> [SOURCE EXTRACT]
Start of Block
Technology adoption is a foundational element of a cognitive supply chain that supports enterprise growth.

New operating models demand an adaptive workforce

Enterprises need new operating models with centres of excellence that cultivate talent and provide scale to drive cost, service and working capital management. To leverage the power of a cognitive supply chain, enterprises must have an adaptive workforce.

Talent working with cognitive supply chains will develop greater domain, data science, and digital expertise. Planners will no longer be limited to simply interpreting outputs from planning applications or  exception management. They will interact more across several functions, such as finance, sales, manufacturing, warehousing, transportation, etc.

As roles in supply chains start to merge, planners must equip themselves with end-to-end supply chain knowledge. An adaptive workforce will look at problems more holistically and strategically, solving problems that are no longer myopic in nature but span across the supply chain value network.

The move to an autonomous supply chain

With more enterprises embracing AI and the expeditious evolution of digital solutions, we can envision components of a completely autonomous supply chain. Two current examples include transformation driven by autonomous vehicles and blockchain technology:

  1. Autonomous fleets and material handling
  • Vision-guided fully autonomous mobile robots are optimising and eliminating manual movement of material from one location to another. These robots are approximately four times more productive and faster than human counterparts.
  • Semi-autonomous/autonomous trucks can coordinate their movements to move as a platoon closely together over long stretches of highway. As autonomous vehicles become more widespread, these platoons are projected to cut fuel costs by close to 20%.
  • Autonomous “ghost ships,” ships without crews, will be in operation in the next few years and will initially ferry products short distances. For example, Rolls-Royce has already announced plans to launch autonomous cargo ships by 2030.
  • Drones, robots, and autonomous cars will transform last-mile delivery. Ecommerce giants are very excited with the prospects of drones making deliveries and food retailers already trialling robots and autonomous cars are delivering fresh hot orders to consumers.
End of Block
> [ASSIGNMENT A]
According to the cognitive supply chain article, by roughly how much are truck platoons projected to cut fuel costs?
> [ASSIGNMENT B]
Carry on the cognitive supply chain article from the point where it stops.
The records that follow come from a separate source and are unrelated to the cognitive supply chain article.

> [DATASET ENTRIES]
Start of Block
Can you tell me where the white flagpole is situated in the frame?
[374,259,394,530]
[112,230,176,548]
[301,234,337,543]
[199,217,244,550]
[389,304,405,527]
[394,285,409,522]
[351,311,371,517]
End of Block
Start of Block
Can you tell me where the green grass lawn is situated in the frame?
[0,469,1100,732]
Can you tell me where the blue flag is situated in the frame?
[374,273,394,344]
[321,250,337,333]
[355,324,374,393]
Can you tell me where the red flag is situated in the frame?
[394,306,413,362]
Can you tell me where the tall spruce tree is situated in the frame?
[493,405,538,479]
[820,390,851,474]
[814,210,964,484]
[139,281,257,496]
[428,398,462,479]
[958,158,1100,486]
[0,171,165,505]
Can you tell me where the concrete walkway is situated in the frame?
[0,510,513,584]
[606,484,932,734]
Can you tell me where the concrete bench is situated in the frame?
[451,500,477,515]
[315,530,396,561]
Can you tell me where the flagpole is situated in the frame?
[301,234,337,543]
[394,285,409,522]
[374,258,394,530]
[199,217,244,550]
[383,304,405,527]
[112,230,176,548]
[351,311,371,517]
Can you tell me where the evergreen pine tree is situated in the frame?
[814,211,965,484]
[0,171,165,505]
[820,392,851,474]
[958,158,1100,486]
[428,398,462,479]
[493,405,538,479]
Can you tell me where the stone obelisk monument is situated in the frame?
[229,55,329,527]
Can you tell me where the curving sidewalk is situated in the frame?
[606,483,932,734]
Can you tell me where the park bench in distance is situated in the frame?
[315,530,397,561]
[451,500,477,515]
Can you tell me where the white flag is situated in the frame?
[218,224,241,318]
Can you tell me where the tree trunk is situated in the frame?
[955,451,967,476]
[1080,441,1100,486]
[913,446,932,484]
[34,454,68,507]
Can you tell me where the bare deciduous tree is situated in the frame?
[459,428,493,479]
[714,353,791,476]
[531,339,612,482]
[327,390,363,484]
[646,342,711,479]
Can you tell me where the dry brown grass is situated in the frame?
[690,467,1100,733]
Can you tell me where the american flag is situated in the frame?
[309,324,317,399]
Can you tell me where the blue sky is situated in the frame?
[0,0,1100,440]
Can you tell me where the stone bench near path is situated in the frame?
End of Block
Start of Block
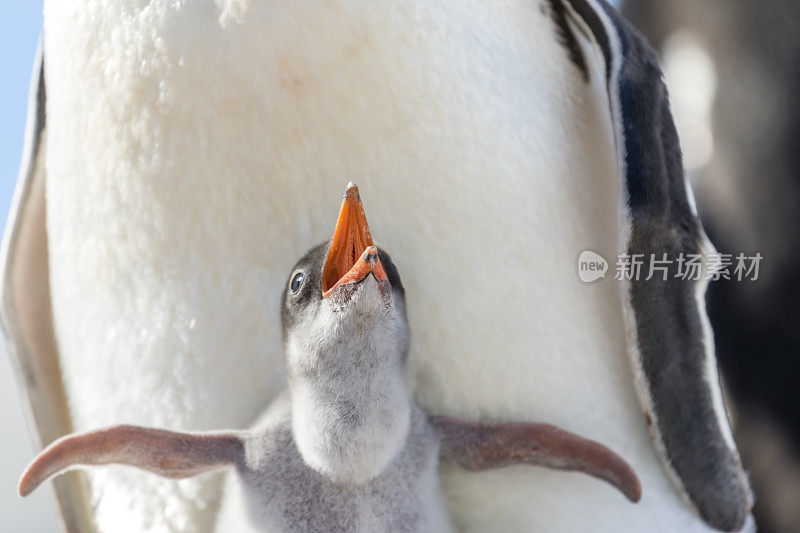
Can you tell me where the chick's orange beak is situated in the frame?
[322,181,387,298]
End of Block
> [WRITTEN REPLY A]
Close to 20%.

> [WRITTEN REPLY B]
  1. Safe, smart and efficient exchange through blockchain: Enterprises expect blockchain to have the widest reach and impact on material, financial, and transaction visibility, as well as substantial impact on customer experience. For example, a large global manufacturer is using blockchain to track details from the genesis of a customer order to its purchase orders to tier two and three suppliers of raw materials. The result is never before seen real-time visibility of material and data, with access by all associated parties.

Blockchain will also allow consumers and food safety regulators to track the history of the product placed on the shelf at retail stores – right from the source of produce, with automated handoffs record-keeping across the supply chain, lessening errors and providing visibility and value additions made at each step, even how well (or badly) the product was handled during shipment.

The significance of a cognitive supply chain is clear. With its ability to foresee issues associated with supply and demand, it enables employees to deal with such problems in a much more strategic manner. This empowers an instinctive enterprise to stay ahead of the competition. Furthermore, through management of a connected ecosystem and nurturing of an agile workforce, this not only supports business growth, but it also encourages improved ways for technology and insights to work together.